Exercise instructions:
Set each entry down verbatim, omitting images.

☆ ☆ ☆ ☆

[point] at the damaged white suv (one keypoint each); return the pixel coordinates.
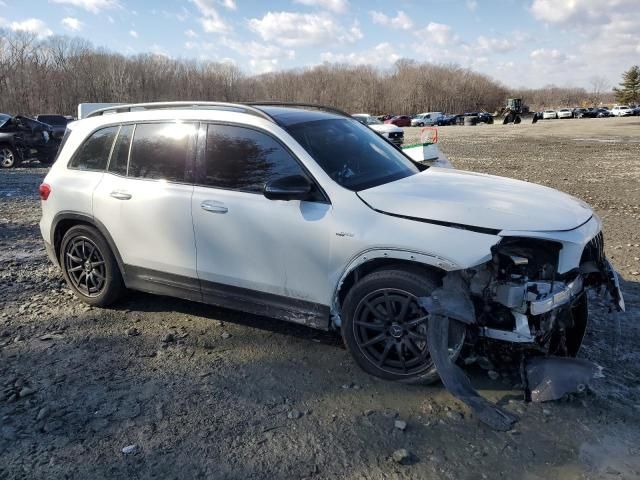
(303, 214)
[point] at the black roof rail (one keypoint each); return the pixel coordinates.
(296, 104)
(242, 107)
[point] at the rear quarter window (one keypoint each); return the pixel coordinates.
(94, 153)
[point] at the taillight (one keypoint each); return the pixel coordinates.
(45, 191)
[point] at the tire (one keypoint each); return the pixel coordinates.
(394, 349)
(99, 282)
(8, 157)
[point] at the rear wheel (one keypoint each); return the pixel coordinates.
(8, 158)
(90, 267)
(385, 329)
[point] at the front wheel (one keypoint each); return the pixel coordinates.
(385, 329)
(89, 266)
(8, 157)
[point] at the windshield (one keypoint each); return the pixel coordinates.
(353, 155)
(4, 118)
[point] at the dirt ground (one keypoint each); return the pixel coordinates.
(208, 393)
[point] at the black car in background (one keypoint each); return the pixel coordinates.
(23, 138)
(584, 113)
(58, 123)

☆ ☆ ☆ ☆

Problem solution:
[point] at the damaged white suv (one keypoint each); return the pixel coordinates.
(303, 214)
[point] at the black roof rail (one keypoint each); return the pixel coordinates.
(296, 104)
(242, 107)
[point] at the rear quarter window (one keypoint each); return the pixel coordinates.
(94, 153)
[point] at the taillight (one keypoint each); return the pixel coordinates.
(45, 191)
[point] at the tire (one keypoint each); return the pixel coordinates.
(394, 349)
(99, 282)
(8, 157)
[point] at the rear wheel (one keypoint each); return the pixel coordinates.
(8, 158)
(90, 267)
(385, 329)
[point] at the front wheel (one keypoint each); return the pixel coordinates.
(385, 329)
(89, 266)
(8, 157)
[point] at the windshield (one keypoint each); return the pixel coordinates.
(353, 155)
(4, 118)
[point] at the dirt ground (one keypoint each); return the pixel coordinates.
(208, 393)
[point] at the black car in background (one keypoint each); return the pixel coordinates.
(23, 138)
(584, 113)
(58, 123)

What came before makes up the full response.